What this task involves:
Which lines of the data below hold "green"? Copy each of them.

Input material:

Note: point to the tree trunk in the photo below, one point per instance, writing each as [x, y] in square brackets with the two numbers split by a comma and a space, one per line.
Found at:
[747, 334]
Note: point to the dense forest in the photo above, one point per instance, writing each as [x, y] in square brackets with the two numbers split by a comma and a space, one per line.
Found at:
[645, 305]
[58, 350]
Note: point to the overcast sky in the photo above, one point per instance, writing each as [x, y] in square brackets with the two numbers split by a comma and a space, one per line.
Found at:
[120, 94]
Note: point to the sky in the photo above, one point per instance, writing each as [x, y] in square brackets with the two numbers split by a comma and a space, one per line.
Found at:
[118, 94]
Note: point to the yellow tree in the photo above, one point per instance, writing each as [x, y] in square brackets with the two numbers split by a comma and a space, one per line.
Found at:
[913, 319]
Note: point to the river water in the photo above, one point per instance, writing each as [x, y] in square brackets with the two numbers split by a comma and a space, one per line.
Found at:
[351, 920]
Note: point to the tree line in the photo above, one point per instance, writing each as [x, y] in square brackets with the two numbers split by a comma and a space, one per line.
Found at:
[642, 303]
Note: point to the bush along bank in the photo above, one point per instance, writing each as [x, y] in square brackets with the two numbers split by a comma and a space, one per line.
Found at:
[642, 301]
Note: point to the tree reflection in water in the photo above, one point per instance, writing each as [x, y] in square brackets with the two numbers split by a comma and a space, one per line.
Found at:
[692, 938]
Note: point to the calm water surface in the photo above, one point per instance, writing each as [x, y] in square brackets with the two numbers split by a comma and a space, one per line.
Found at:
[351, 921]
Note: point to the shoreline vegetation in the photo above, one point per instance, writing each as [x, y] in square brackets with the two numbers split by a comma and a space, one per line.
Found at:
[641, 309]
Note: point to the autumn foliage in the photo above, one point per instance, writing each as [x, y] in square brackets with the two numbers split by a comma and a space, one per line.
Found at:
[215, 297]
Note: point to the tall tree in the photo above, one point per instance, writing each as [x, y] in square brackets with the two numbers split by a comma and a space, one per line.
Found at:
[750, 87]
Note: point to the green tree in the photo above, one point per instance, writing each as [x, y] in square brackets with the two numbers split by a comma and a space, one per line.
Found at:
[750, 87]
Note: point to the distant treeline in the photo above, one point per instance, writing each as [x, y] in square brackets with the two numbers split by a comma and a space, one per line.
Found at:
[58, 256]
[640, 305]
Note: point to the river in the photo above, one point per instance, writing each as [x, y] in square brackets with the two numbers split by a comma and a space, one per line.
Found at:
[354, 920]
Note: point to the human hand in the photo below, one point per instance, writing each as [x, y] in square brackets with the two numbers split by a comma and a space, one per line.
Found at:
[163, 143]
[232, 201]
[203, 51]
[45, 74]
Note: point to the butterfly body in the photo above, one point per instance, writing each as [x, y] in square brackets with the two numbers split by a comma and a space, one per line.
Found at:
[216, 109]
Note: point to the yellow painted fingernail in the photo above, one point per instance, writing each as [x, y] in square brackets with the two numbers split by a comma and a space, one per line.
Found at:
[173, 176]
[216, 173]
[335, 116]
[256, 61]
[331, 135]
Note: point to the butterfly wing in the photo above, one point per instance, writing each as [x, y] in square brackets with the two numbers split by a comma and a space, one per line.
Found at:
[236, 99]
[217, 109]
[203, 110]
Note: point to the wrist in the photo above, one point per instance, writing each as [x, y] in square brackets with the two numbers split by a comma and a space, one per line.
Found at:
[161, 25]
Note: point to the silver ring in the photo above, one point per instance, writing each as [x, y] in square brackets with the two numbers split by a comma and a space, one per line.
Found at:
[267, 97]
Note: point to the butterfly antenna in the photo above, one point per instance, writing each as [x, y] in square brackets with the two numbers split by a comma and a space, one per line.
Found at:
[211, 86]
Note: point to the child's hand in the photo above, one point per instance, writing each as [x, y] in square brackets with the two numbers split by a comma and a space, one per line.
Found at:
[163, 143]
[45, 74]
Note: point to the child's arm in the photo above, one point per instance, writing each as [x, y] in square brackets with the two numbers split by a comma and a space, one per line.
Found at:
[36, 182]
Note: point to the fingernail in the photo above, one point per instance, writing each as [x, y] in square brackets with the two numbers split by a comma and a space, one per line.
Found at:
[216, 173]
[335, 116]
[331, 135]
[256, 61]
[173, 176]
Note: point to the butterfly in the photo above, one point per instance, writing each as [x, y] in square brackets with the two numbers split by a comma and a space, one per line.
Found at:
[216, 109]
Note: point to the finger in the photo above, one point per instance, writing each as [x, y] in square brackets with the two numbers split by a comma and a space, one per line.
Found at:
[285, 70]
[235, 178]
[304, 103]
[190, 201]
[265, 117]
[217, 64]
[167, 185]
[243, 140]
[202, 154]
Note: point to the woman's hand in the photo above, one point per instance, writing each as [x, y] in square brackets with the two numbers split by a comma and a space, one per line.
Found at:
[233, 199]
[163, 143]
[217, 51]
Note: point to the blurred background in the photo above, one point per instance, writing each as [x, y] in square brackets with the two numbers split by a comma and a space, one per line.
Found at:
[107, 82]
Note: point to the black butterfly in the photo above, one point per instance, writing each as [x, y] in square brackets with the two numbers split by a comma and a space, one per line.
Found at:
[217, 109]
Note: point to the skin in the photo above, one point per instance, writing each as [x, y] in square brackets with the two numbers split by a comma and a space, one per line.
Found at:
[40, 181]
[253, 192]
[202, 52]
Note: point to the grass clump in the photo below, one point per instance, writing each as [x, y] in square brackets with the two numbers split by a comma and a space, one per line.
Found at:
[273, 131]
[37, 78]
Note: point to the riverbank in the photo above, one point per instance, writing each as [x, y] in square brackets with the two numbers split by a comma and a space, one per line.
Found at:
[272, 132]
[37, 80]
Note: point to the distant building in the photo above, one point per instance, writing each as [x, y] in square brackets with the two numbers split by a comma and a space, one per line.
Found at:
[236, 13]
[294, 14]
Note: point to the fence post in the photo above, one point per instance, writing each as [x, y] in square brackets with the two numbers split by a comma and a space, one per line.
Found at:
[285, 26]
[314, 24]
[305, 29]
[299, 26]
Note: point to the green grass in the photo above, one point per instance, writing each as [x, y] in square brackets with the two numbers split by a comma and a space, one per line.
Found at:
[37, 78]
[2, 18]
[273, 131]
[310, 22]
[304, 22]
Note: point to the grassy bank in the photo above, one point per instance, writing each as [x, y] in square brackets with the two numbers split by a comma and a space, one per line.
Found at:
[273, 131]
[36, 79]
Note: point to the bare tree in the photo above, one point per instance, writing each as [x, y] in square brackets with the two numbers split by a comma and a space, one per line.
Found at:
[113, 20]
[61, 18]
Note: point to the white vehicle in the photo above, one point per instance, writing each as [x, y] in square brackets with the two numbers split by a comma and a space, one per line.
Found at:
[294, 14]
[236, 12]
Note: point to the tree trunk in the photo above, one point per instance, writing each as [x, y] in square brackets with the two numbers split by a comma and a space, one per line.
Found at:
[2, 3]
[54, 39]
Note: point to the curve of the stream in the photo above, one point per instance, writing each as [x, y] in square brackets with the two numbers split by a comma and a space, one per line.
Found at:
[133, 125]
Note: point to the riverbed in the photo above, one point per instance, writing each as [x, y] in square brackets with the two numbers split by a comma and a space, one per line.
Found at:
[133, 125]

Exercise answer:
Note: point to the green tree in the photo above, one point per instance, writing each as [x, y] in square brackets with the two numbers split by a comma and a space, one per line.
Note: point to the green grass in the photo above, one point per instance, writing each as [x, y] in square brackets with the two numbers split by a comma and a space, one per line.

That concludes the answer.